> **SUPPLIED RECORDS**
=== Section Start ===

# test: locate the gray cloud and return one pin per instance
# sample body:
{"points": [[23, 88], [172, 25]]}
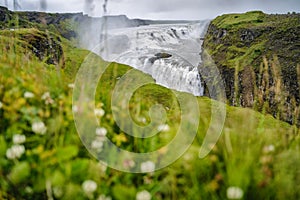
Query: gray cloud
{"points": [[168, 9]]}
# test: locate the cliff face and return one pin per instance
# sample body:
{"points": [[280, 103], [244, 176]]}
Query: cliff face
{"points": [[64, 24], [258, 56]]}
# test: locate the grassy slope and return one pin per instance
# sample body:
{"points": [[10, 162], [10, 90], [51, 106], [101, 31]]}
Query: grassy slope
{"points": [[261, 52], [239, 159]]}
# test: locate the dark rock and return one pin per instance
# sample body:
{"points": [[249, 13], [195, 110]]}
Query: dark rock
{"points": [[163, 55], [241, 44]]}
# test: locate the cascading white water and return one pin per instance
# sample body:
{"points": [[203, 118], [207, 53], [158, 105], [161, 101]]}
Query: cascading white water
{"points": [[169, 53]]}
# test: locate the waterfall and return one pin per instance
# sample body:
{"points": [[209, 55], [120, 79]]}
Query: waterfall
{"points": [[170, 53]]}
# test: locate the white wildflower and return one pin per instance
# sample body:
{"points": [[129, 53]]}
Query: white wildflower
{"points": [[97, 144], [102, 166], [39, 128], [143, 195], [71, 85], [101, 132], [129, 163], [28, 95], [235, 193], [89, 186], [269, 149], [75, 109], [19, 139], [99, 112], [163, 128], [104, 197], [16, 151], [148, 166]]}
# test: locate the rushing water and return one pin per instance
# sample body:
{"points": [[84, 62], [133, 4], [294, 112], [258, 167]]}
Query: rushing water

=== Section End ===

> **INSTRUCTIONS TO FOLLOW**
Copy out each record word for word and omit any pictures.

> **TASK SOLUTION**
# test: locate the gray cloud and return one pin per instance
# sample body:
{"points": [[23, 88], [172, 25]]}
Query: gray cloud
{"points": [[168, 9]]}
# test: locate the cliff face and return one pin per instance
# sample body:
{"points": [[280, 103], [244, 176]]}
Query: cliff face
{"points": [[64, 24], [258, 56]]}
# test: locate the grassy slope and return one pin per instance
# sample body:
{"points": [[10, 162], [10, 90], [51, 106], [101, 31]]}
Query: grassy slope
{"points": [[261, 52], [239, 159]]}
# test: locate the dark rock and return one pin per instance
# sample body:
{"points": [[249, 13], [195, 110]]}
Query: dark rock
{"points": [[163, 55], [241, 44]]}
# test: locate the cascading white water and return one pin per instance
# sample body:
{"points": [[203, 118], [207, 53], [158, 105], [161, 101]]}
Query: cascading white water
{"points": [[169, 53]]}
# test: locate the waterfall and return one pin per instance
# sample body:
{"points": [[209, 55], [120, 79]]}
Query: waterfall
{"points": [[170, 53]]}
# test: locate the white wildflower and return one pin per instance
# sample body:
{"points": [[129, 53]]}
Query: white wildflower
{"points": [[97, 144], [102, 166], [39, 128], [143, 195], [71, 85], [101, 132], [129, 163], [28, 95], [235, 193], [89, 186], [269, 149], [75, 109], [19, 139], [99, 112], [163, 128], [104, 197], [16, 151], [148, 166]]}
# test: locate the rushing water and return one pin per instance
# sample body:
{"points": [[84, 62], [133, 4], [294, 112], [258, 167]]}
Query: rushing water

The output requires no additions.